§ PROBLEM TO SOLVE
Show each line below that contains the string "logo", treating uppercase and lowercase letters as different.

§ DATASET RECORDS
· · · ·

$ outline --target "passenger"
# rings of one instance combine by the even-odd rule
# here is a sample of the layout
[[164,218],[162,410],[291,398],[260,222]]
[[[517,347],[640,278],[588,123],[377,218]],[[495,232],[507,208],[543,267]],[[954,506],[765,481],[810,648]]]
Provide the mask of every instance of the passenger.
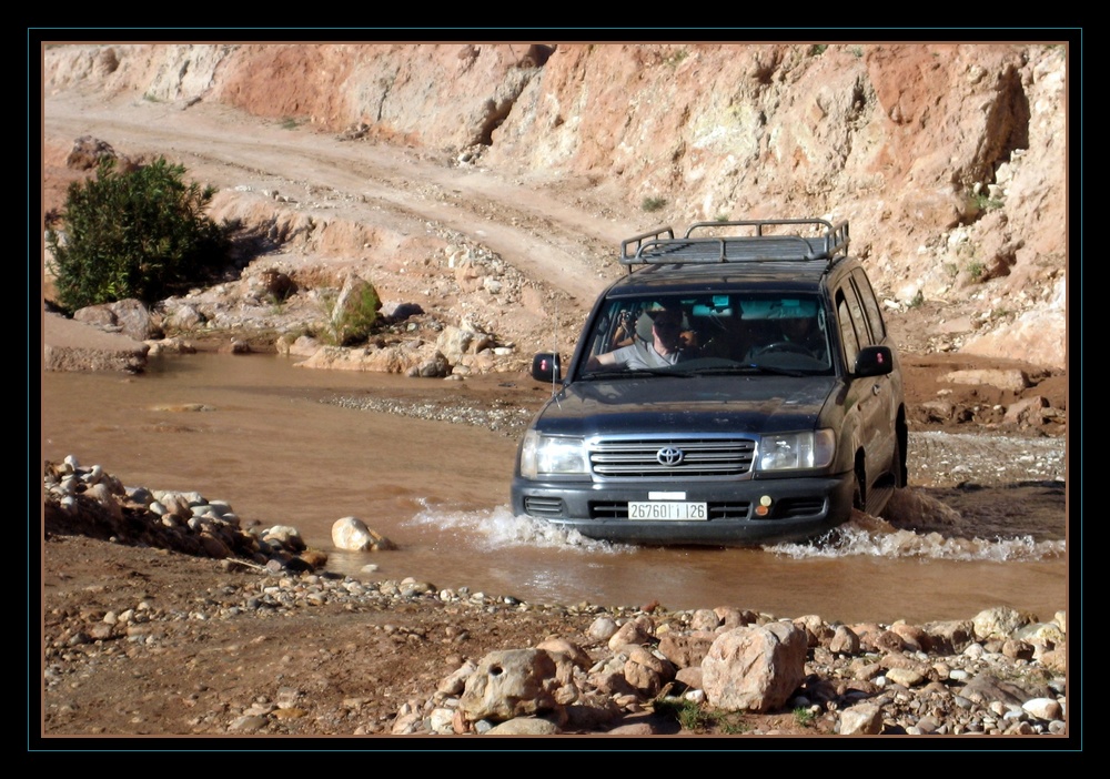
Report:
[[719,330],[709,336],[698,356],[743,361],[754,343],[750,323],[743,316],[743,308],[737,306],[730,316],[715,317]]
[[648,312],[652,317],[652,340],[635,338],[628,346],[613,352],[595,354],[586,363],[587,371],[601,367],[625,367],[633,371],[668,367],[684,358],[683,312],[678,308],[660,308]]
[[816,320],[809,316],[783,320],[783,341],[800,346],[818,360],[825,360],[827,354],[825,334],[816,325]]

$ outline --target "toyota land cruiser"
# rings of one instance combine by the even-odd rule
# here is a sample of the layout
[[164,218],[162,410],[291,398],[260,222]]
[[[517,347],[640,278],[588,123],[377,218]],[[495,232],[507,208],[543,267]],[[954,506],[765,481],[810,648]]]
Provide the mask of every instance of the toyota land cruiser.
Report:
[[906,484],[898,355],[848,223],[699,222],[620,244],[521,441],[517,515],[663,545],[810,539]]

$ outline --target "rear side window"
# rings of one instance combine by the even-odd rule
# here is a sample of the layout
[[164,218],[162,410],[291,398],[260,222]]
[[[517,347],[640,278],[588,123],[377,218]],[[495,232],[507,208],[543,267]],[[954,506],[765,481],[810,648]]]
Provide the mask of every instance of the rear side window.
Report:
[[887,337],[886,323],[882,322],[882,312],[879,310],[879,302],[875,297],[871,282],[868,280],[864,269],[857,267],[851,272],[851,282],[859,293],[859,299],[864,302],[864,313],[867,316],[867,324],[871,330],[871,343],[882,343]]
[[848,304],[848,296],[845,294],[844,289],[837,290],[836,293],[836,315],[840,324],[844,363],[851,371],[852,365],[856,364],[856,355],[859,354],[859,337],[856,335],[856,318],[851,315],[851,307]]

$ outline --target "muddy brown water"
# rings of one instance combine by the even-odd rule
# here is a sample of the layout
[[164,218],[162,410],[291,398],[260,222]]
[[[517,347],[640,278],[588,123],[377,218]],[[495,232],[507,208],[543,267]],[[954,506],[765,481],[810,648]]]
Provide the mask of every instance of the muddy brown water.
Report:
[[[201,353],[155,358],[137,376],[44,374],[42,458],[74,455],[127,485],[226,500],[243,523],[292,525],[330,554],[329,568],[372,580],[411,576],[533,603],[736,606],[844,621],[958,619],[990,606],[1050,619],[1068,605],[1059,485],[910,485],[961,512],[958,530],[874,519],[816,547],[614,546],[512,515],[515,435],[327,402],[389,398],[440,381],[450,406],[464,383],[294,362]],[[467,381],[535,392],[523,375]],[[400,548],[336,550],[331,527],[346,516]],[[1007,524],[1012,532],[1000,534]]]

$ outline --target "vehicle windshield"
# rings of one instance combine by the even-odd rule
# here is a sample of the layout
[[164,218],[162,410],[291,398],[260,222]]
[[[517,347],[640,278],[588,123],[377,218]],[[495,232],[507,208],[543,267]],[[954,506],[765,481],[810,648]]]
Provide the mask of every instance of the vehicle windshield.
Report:
[[586,378],[833,371],[816,295],[615,297],[604,303],[587,338]]

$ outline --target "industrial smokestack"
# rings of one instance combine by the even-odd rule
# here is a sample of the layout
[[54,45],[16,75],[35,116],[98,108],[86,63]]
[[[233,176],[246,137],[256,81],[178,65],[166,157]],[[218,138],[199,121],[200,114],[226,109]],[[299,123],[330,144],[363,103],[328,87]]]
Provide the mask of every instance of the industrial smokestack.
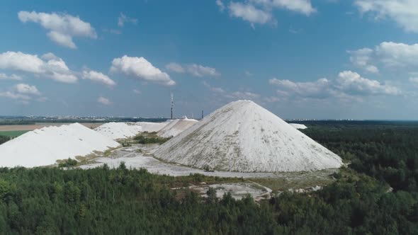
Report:
[[174,96],[173,96],[173,93],[171,93],[171,108],[170,110],[170,118],[173,119],[173,106],[174,105]]

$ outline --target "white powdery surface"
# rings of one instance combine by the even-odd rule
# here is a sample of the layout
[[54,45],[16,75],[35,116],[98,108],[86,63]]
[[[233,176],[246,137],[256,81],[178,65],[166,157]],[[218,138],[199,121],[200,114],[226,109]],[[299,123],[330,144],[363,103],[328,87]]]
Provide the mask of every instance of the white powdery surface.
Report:
[[187,118],[176,119],[167,124],[157,134],[165,138],[176,137],[198,122],[197,120],[188,119]]
[[141,132],[142,128],[135,124],[108,122],[95,128],[94,130],[113,139],[118,139],[135,137]]
[[292,127],[296,128],[296,129],[300,129],[300,130],[307,129],[307,127],[305,126],[303,124],[289,123],[289,125],[291,125]]
[[157,158],[241,172],[339,168],[339,156],[250,101],[230,103],[161,145]]
[[170,123],[170,121],[164,122],[135,122],[134,125],[141,127],[141,132],[158,132],[169,123]]
[[35,167],[75,159],[119,144],[79,123],[43,127],[0,145],[0,166]]

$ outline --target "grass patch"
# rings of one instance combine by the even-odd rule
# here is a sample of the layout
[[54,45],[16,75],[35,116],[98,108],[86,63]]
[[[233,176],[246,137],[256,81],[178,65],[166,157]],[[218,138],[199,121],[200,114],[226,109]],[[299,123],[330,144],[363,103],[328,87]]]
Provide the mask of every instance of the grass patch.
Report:
[[133,138],[135,143],[137,144],[164,144],[170,138],[160,137],[155,133],[141,133]]
[[0,135],[8,137],[17,137],[21,136],[26,132],[28,130],[7,130],[7,131],[0,131]]

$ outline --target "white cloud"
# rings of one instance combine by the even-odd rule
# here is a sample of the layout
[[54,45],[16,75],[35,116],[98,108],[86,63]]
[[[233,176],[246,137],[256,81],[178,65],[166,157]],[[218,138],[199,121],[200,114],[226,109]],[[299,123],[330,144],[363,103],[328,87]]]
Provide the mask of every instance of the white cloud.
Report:
[[310,0],[250,0],[250,1],[269,8],[283,8],[307,16],[317,11],[312,6]]
[[215,87],[210,86],[208,82],[203,81],[203,86],[205,86],[209,91],[215,93],[217,98],[223,98],[229,100],[257,100],[260,98],[261,96],[258,93],[250,91],[232,91],[227,92],[220,87]]
[[22,81],[23,78],[16,74],[7,75],[6,74],[0,73],[0,80],[15,80]]
[[40,96],[41,93],[39,92],[36,86],[30,86],[26,84],[18,84],[15,86],[15,90],[17,93],[25,95],[35,95]]
[[183,73],[184,72],[184,69],[183,68],[181,64],[174,63],[174,62],[171,62],[171,63],[167,64],[166,65],[166,69],[167,69],[169,71],[174,71],[176,73]]
[[418,33],[418,1],[416,0],[356,0],[361,13],[376,19],[390,18],[407,32]]
[[[46,97],[39,97],[42,93],[36,86],[26,84],[18,84],[13,88],[6,91],[0,91],[0,97],[6,97],[18,101],[24,104],[29,103],[29,101],[36,98],[38,101],[45,101]],[[34,97],[35,96],[35,97]]]
[[418,86],[418,77],[409,78],[409,81],[414,86]]
[[23,23],[39,23],[49,30],[47,36],[52,41],[67,47],[77,48],[73,37],[97,38],[95,29],[79,16],[66,13],[19,11],[18,17]]
[[207,87],[209,91],[214,92],[214,93],[226,93],[226,91],[221,88],[220,87],[214,87],[210,86],[208,82],[206,82],[205,81],[203,81],[203,86],[205,86],[205,87]]
[[0,69],[10,69],[41,76],[63,83],[75,83],[77,77],[62,59],[52,53],[39,58],[36,55],[21,52],[6,52],[0,54]]
[[363,78],[351,71],[340,72],[338,78],[334,80],[320,79],[312,82],[294,82],[272,79],[269,83],[278,86],[278,93],[284,98],[358,100],[364,96],[397,96],[401,93],[397,87]]
[[10,98],[13,100],[29,101],[30,97],[26,95],[19,94],[12,91],[0,91],[0,97]]
[[138,20],[134,18],[128,17],[123,13],[120,13],[119,18],[118,18],[118,25],[119,25],[119,27],[123,27],[125,23],[131,23],[136,25],[138,23]]
[[363,48],[348,52],[354,66],[369,72],[378,71],[378,64],[392,68],[413,69],[418,66],[418,44],[383,42],[373,49]]
[[93,81],[98,82],[109,86],[116,85],[115,81],[111,79],[111,78],[109,78],[107,75],[93,70],[83,71],[83,74],[81,77],[83,78],[83,79],[91,80]]
[[216,5],[218,5],[220,11],[224,11],[225,10],[225,5],[222,0],[216,0]]
[[115,58],[112,62],[111,71],[123,73],[139,79],[164,86],[176,84],[169,74],[154,67],[144,57],[130,57],[124,55],[120,58]]
[[360,96],[398,95],[400,91],[392,86],[380,84],[376,80],[363,78],[351,71],[344,71],[338,74],[335,87],[349,94]]
[[166,65],[166,69],[176,73],[188,73],[193,76],[219,76],[220,74],[216,69],[196,64],[184,64],[171,62]]
[[62,34],[56,31],[51,31],[47,34],[48,38],[57,44],[62,46],[67,47],[72,49],[77,49],[75,43],[72,41],[72,38],[70,35]]
[[[216,1],[221,11],[225,9],[225,4],[220,0]],[[254,28],[254,24],[277,24],[273,16],[276,9],[285,9],[310,16],[316,12],[310,0],[248,0],[242,2],[230,1],[227,5],[230,15],[248,21]]]
[[110,105],[112,104],[112,102],[109,99],[104,98],[103,96],[100,96],[99,98],[98,98],[97,102],[105,105]]
[[273,21],[271,12],[256,8],[252,4],[231,1],[228,9],[232,16],[251,23],[253,28],[254,23],[263,25]]
[[373,50],[370,48],[363,48],[355,51],[348,51],[350,54],[350,62],[356,67],[361,68],[366,71],[375,74],[379,69],[375,66],[371,64]]

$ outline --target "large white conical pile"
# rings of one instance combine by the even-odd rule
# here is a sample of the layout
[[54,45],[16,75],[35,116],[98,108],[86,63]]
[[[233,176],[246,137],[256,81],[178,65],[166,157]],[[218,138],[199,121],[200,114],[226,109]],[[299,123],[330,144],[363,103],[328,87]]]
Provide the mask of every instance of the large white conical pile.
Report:
[[165,138],[176,137],[196,124],[196,122],[198,122],[197,120],[189,119],[187,117],[183,117],[181,119],[176,119],[164,127],[164,128],[158,132],[157,134]]
[[34,167],[75,159],[119,144],[79,123],[48,127],[21,135],[0,145],[0,166]]
[[339,156],[250,101],[229,103],[172,138],[157,158],[192,167],[242,172],[339,168]]

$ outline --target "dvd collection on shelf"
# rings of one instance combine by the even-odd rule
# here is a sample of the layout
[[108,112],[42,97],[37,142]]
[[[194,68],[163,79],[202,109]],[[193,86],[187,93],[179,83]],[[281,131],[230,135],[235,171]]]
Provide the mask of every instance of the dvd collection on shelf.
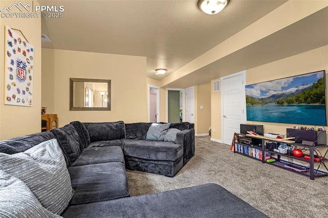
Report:
[[[254,147],[236,143],[235,146],[235,151],[236,152],[248,155],[257,159],[262,160],[262,158],[263,157],[263,151],[259,149]],[[267,151],[264,151],[264,160],[266,160],[271,157],[270,152]]]

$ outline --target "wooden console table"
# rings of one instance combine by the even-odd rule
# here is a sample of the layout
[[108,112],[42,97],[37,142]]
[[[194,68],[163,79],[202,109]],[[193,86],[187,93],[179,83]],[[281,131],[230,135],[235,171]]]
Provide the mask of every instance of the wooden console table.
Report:
[[41,115],[41,132],[48,131],[55,128],[58,128],[56,114]]

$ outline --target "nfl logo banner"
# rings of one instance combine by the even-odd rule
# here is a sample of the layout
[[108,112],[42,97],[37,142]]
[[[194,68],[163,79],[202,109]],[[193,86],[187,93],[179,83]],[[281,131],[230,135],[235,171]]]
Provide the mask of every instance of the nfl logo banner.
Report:
[[32,106],[33,47],[9,27],[5,34],[5,104]]
[[26,64],[22,60],[17,60],[17,77],[21,82],[26,79]]

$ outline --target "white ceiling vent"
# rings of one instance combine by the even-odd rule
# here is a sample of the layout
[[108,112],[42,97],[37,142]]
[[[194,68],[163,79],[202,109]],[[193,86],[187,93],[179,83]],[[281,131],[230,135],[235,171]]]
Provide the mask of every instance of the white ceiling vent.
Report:
[[42,41],[51,42],[51,40],[45,34],[41,34],[41,40]]
[[214,92],[218,92],[220,91],[220,80],[216,80],[213,82],[213,90]]

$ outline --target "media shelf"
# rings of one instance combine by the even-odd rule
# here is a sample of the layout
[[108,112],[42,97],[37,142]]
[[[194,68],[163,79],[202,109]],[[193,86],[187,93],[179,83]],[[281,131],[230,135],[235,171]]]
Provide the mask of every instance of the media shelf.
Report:
[[[289,171],[296,172],[302,175],[308,176],[311,180],[314,180],[315,177],[324,177],[328,176],[328,172],[321,170],[320,167],[325,169],[328,172],[328,168],[325,163],[328,162],[328,145],[318,145],[315,146],[302,145],[300,143],[295,143],[293,141],[281,140],[263,137],[262,136],[254,136],[250,134],[239,134],[239,142],[236,143],[234,147],[234,152],[237,152],[244,156],[249,157],[256,160],[260,160],[262,163],[266,163],[269,164],[287,169]],[[245,142],[247,144],[241,143]],[[266,148],[265,142],[272,142],[283,143],[288,145],[291,147],[300,148],[308,152],[310,159],[304,159],[302,157],[297,157],[293,156],[291,152],[289,154],[282,154],[276,151],[269,150]],[[323,150],[323,152],[319,151],[319,149]],[[249,151],[252,150],[251,152]],[[254,152],[253,151],[256,150]],[[257,156],[257,154],[259,154]],[[259,154],[261,155],[259,155]],[[263,155],[264,154],[264,155]],[[323,157],[318,161],[314,161],[314,155]],[[273,162],[267,162],[265,160],[269,158],[274,159]],[[292,159],[291,161],[286,160],[281,160],[281,157],[287,158]],[[295,163],[294,160],[304,162],[304,165],[301,165],[301,163]]]
[[[263,147],[257,145],[250,145],[242,143],[237,143],[234,149],[234,152],[237,152],[245,156],[247,156],[255,160],[263,161],[265,156],[263,151]],[[268,155],[268,152],[266,154]]]
[[[285,161],[281,160],[276,159],[275,158],[275,159],[276,161],[273,162],[268,163],[269,164],[275,166],[277,166],[278,167],[282,168],[283,169],[285,169],[291,171],[292,172],[296,172],[297,173],[301,174],[304,176],[309,177],[310,179],[312,180],[314,180],[315,177],[324,177],[324,176],[327,176],[328,175],[327,172],[323,172],[322,171],[320,171],[316,169],[314,169],[313,176],[312,177],[310,167],[306,167],[304,166],[296,164],[294,163],[291,163],[288,161]],[[285,166],[286,164],[293,164],[294,165],[299,166],[300,167],[306,168],[306,171],[299,171],[298,170],[293,169],[293,168],[291,168],[286,167]]]

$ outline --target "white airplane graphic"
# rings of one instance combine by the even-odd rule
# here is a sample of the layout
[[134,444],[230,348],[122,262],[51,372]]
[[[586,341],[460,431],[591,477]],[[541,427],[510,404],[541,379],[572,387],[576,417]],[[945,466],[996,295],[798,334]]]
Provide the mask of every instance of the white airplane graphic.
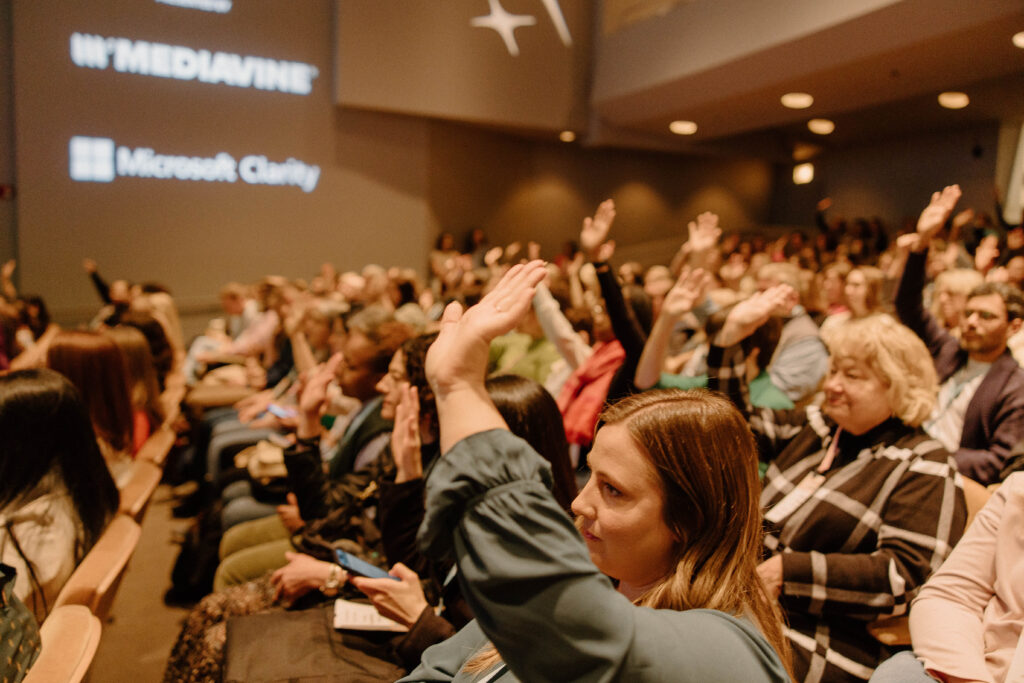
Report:
[[[490,5],[490,13],[486,16],[471,18],[469,25],[479,29],[493,29],[505,41],[505,47],[509,54],[514,57],[519,56],[519,44],[515,41],[515,30],[535,26],[537,17],[531,14],[511,14],[502,6],[501,0],[487,0],[487,2]],[[565,23],[565,16],[562,14],[558,0],[541,0],[541,2],[544,4],[551,23],[555,25],[555,31],[558,32],[562,44],[566,47],[571,46],[572,36],[569,35],[569,28]]]

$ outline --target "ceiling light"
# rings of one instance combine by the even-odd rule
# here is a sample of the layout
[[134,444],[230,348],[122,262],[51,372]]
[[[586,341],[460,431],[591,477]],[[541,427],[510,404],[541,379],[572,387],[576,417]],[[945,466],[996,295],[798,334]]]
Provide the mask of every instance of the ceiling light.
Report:
[[806,185],[814,179],[814,164],[798,164],[793,167],[793,182]]
[[807,129],[817,135],[827,135],[836,130],[836,124],[828,119],[811,119],[807,122]]
[[669,124],[669,130],[676,135],[692,135],[697,132],[697,125],[692,121],[673,121]]
[[791,110],[806,110],[814,103],[814,97],[806,92],[787,92],[779,98],[779,101],[782,102],[782,106]]
[[947,110],[962,110],[971,103],[971,98],[966,92],[942,92],[939,93],[939,104]]

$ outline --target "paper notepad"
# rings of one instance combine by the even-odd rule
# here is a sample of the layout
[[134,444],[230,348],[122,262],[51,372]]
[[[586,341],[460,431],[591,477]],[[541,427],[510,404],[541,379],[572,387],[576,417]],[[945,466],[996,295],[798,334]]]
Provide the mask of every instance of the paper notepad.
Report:
[[407,627],[392,622],[386,616],[381,616],[380,612],[373,605],[361,602],[351,602],[350,600],[337,599],[334,601],[334,628],[351,629],[353,631],[397,631],[404,633],[409,631]]

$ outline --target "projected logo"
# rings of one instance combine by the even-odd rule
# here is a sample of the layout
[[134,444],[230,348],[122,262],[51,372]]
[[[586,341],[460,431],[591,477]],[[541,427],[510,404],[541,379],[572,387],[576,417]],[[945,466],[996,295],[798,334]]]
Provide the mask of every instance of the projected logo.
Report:
[[68,155],[72,180],[110,182],[114,179],[114,140],[108,137],[73,137]]
[[71,35],[71,60],[84,69],[308,95],[319,70],[304,61],[196,50],[129,38]]
[[157,154],[150,147],[118,146],[109,137],[77,135],[68,144],[68,170],[72,180],[111,182],[116,177],[243,182],[253,185],[291,185],[311,193],[321,168],[298,159],[272,162],[262,155],[242,161],[221,152],[213,157]]
[[[562,45],[570,47],[572,36],[569,35],[569,27],[565,23],[565,15],[562,14],[562,7],[558,0],[541,0],[544,8],[551,18],[551,23],[558,32],[558,37]],[[514,57],[519,56],[519,43],[515,40],[515,30],[522,27],[535,26],[537,17],[532,14],[511,14],[502,6],[501,0],[487,0],[490,13],[486,16],[476,16],[469,20],[469,25],[477,29],[490,29],[505,42],[505,49]]]
[[185,9],[200,9],[204,12],[226,14],[231,11],[231,0],[157,0],[162,5],[173,5]]

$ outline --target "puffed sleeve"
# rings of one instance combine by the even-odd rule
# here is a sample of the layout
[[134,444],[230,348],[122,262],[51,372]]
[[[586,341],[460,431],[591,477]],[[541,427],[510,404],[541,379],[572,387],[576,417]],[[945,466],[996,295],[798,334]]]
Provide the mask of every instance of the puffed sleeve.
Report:
[[748,623],[637,607],[620,594],[550,481],[547,462],[503,430],[463,439],[427,480],[422,547],[454,552],[480,630],[519,680],[787,680]]

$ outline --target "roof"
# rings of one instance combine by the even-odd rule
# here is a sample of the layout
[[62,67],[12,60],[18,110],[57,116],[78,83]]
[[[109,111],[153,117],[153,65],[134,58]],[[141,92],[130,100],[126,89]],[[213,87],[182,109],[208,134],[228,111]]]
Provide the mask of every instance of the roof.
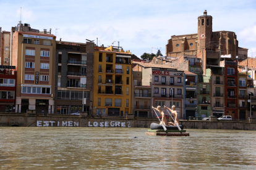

· · · ·

§ FINAL ANSWER
$ outline --target "nfl logo banner"
Provide the mask of every instance of the nfl logo banner.
$ outline --target "projected logo"
Provide the mask of every instance of the projected logo.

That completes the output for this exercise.